In 2022, only 56% of investors are “very” or “quite” satisfied with their overall performance so far, compared to 82% in Summer 2020. However, most do not appear to be laying the blame at the door of their strategy (e.g., their strategic asset allocation): 82% are satisfied with performance there. Meanwhile, 63% are satisfied with the performance of their Active Managers with frustration particularly evident in equities (particularly Emerging Market Equities) and Emerging Market Debt.

Investment portfolios

The trend towards private markets in asset allocation remains in force, with 52% of investors expecting exposures to increase over the next 18 months. Some 28% expect to cut exposure to equities and there is a very modest positive ‘swing’ in favour of fixed income, driven both by higher interest rates and by investor de-risking. Hedge funds see no swing, despite the exceptional performance of CTAs and global macro strategies through recent turbulence, but there is an expected positive sentiment for certain hedge fund sectors as investors consider their long-term strategic diversification.

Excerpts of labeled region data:
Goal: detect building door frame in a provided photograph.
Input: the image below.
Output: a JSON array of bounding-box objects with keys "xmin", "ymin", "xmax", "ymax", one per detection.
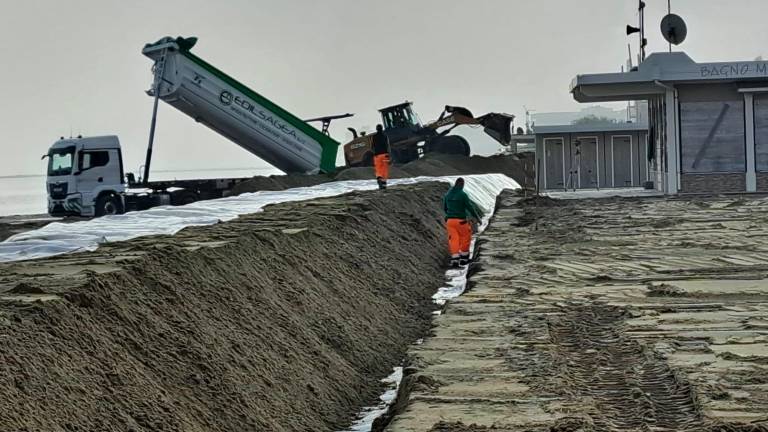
[
  {"xmin": 574, "ymin": 135, "xmax": 600, "ymax": 190},
  {"xmin": 543, "ymin": 137, "xmax": 566, "ymax": 190},
  {"xmin": 611, "ymin": 135, "xmax": 635, "ymax": 188}
]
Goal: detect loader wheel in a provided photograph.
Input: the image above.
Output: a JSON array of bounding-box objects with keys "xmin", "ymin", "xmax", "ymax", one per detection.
[
  {"xmin": 428, "ymin": 135, "xmax": 469, "ymax": 156},
  {"xmin": 96, "ymin": 194, "xmax": 123, "ymax": 217},
  {"xmin": 392, "ymin": 147, "xmax": 419, "ymax": 164}
]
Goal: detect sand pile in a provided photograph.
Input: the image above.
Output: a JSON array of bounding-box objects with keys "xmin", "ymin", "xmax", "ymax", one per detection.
[
  {"xmin": 233, "ymin": 153, "xmax": 535, "ymax": 195},
  {"xmin": 336, "ymin": 153, "xmax": 534, "ymax": 185},
  {"xmin": 0, "ymin": 184, "xmax": 446, "ymax": 432}
]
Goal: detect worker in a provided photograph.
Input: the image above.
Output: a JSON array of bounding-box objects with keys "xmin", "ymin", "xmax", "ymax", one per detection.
[
  {"xmin": 443, "ymin": 177, "xmax": 482, "ymax": 267},
  {"xmin": 373, "ymin": 124, "xmax": 390, "ymax": 189}
]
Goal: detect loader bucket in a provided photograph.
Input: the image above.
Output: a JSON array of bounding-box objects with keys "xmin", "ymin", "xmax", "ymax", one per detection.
[{"xmin": 477, "ymin": 113, "xmax": 515, "ymax": 146}]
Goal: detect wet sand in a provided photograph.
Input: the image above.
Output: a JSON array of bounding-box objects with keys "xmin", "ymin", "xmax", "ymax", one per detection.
[
  {"xmin": 0, "ymin": 183, "xmax": 447, "ymax": 432},
  {"xmin": 386, "ymin": 195, "xmax": 768, "ymax": 432}
]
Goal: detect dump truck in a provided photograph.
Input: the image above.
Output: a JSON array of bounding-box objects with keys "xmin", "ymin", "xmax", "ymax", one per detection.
[
  {"xmin": 43, "ymin": 37, "xmax": 339, "ymax": 217},
  {"xmin": 344, "ymin": 101, "xmax": 515, "ymax": 166}
]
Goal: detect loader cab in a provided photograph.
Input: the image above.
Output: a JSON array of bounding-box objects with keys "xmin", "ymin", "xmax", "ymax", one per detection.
[
  {"xmin": 43, "ymin": 135, "xmax": 125, "ymax": 216},
  {"xmin": 379, "ymin": 101, "xmax": 424, "ymax": 143}
]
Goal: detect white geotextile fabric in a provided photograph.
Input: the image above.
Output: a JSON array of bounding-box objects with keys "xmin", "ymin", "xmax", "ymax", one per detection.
[{"xmin": 0, "ymin": 174, "xmax": 520, "ymax": 262}]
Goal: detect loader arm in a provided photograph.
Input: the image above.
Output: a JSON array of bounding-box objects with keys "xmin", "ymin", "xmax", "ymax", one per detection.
[{"xmin": 424, "ymin": 105, "xmax": 515, "ymax": 146}]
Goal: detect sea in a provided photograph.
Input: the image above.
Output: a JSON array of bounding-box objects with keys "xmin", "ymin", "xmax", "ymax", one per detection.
[{"xmin": 0, "ymin": 168, "xmax": 281, "ymax": 216}]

*Exercises*:
1 - In the investor survey text, what share of investors expect their exposure to private markets to increase over the next 18 months?
2 - Extend the investor survey text with a further paragraph, picking up after its final sentence about hedge fund sectors.
The listing is separate material and has no connection to the investor survey text.

*Per-task outputs*:
1 - 52% of investors expect their private markets exposure to increase over the next 18 months.

2 -
In terms of macro concerns, 87% of respondents were concerned that inflation and rising rates will impair their ability to achieve investment objectives. That being said, only 43% of investors have recently made and/or are about to make changes that increase the inflation-sensitivity of the portfolio, and just 17% expect to do so in the coming 18 months, as fears of recession loom large. Improvements in funded status and higher interest rates are supporting a modest trend towards liability-driven investing (LDI). Nearly half of investor respondents (46%) indicated that liability-driven investing was relevant to them. Within this group, 19% of investors said that they are moving further towards LDI-type approaches, versus 3% that are moving away.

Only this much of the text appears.